(Position identification records)
________________________________________
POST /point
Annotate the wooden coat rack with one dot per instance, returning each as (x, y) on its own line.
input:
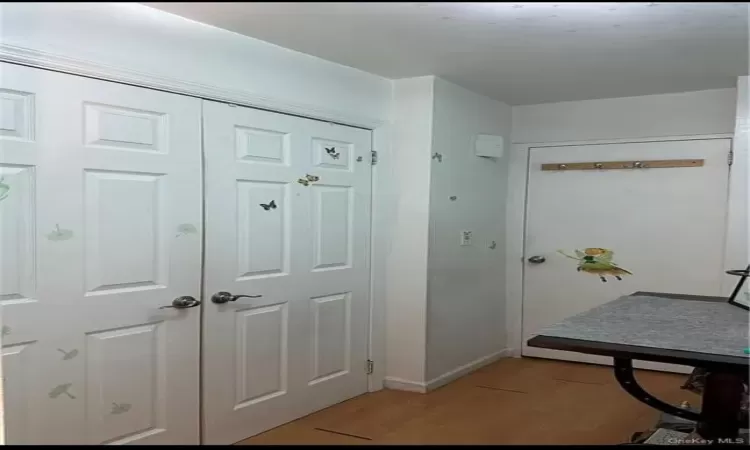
(620, 165)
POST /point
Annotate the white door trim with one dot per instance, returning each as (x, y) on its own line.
(381, 141)
(736, 248)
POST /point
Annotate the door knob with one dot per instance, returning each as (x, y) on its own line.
(183, 303)
(224, 297)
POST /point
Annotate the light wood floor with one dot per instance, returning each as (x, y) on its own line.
(513, 401)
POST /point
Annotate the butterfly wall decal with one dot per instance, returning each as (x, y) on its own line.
(269, 206)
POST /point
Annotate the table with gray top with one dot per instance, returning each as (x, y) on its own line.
(691, 330)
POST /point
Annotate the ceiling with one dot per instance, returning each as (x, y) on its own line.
(520, 53)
________________________________________
-- Goal of the exercise --
Render every line of the items above as a Markdown table with the columns "No." and "Text," numbering the rows in order and omitting blank lines. Exclude the pictures.

-- Response below --
| No. | Text |
|---|---|
| 1 | POST /point |
| 2 | Annotate the wooden coat rack with one dot per instance, returning each as (x, y) on its own line. |
| 3 | input: |
| 4 | (620, 165) |
| 5 | POST /point |
| 6 | Annotate the white door trim with one dot per instance, returning each as (x, y) on its own line. |
| 7 | (381, 141) |
| 8 | (736, 248) |
| 9 | POST /point |
| 10 | Annotate the door knob with one dot per instance, returning each as (x, y) on its own line. |
| 11 | (183, 303) |
| 12 | (224, 297) |
| 13 | POST /point |
| 14 | Annotate the light wood floor with one dot per instance, returning each as (x, y) on its own line. |
| 15 | (513, 401) |
| 16 | POST /point |
| 17 | Annotate the butterfly wall decal with one dot per instance, returning each as (x, y) on its own line. |
| 18 | (269, 206) |
| 19 | POST /point |
| 20 | Annotate the table with gray top with one dot per instance, returning each as (x, y) on its own line. |
| 21 | (691, 330) |
| 22 | POST /point |
| 23 | Annotate the ceiling with one dot per instance, returning each as (x, y) on its own line. |
| 24 | (520, 53) |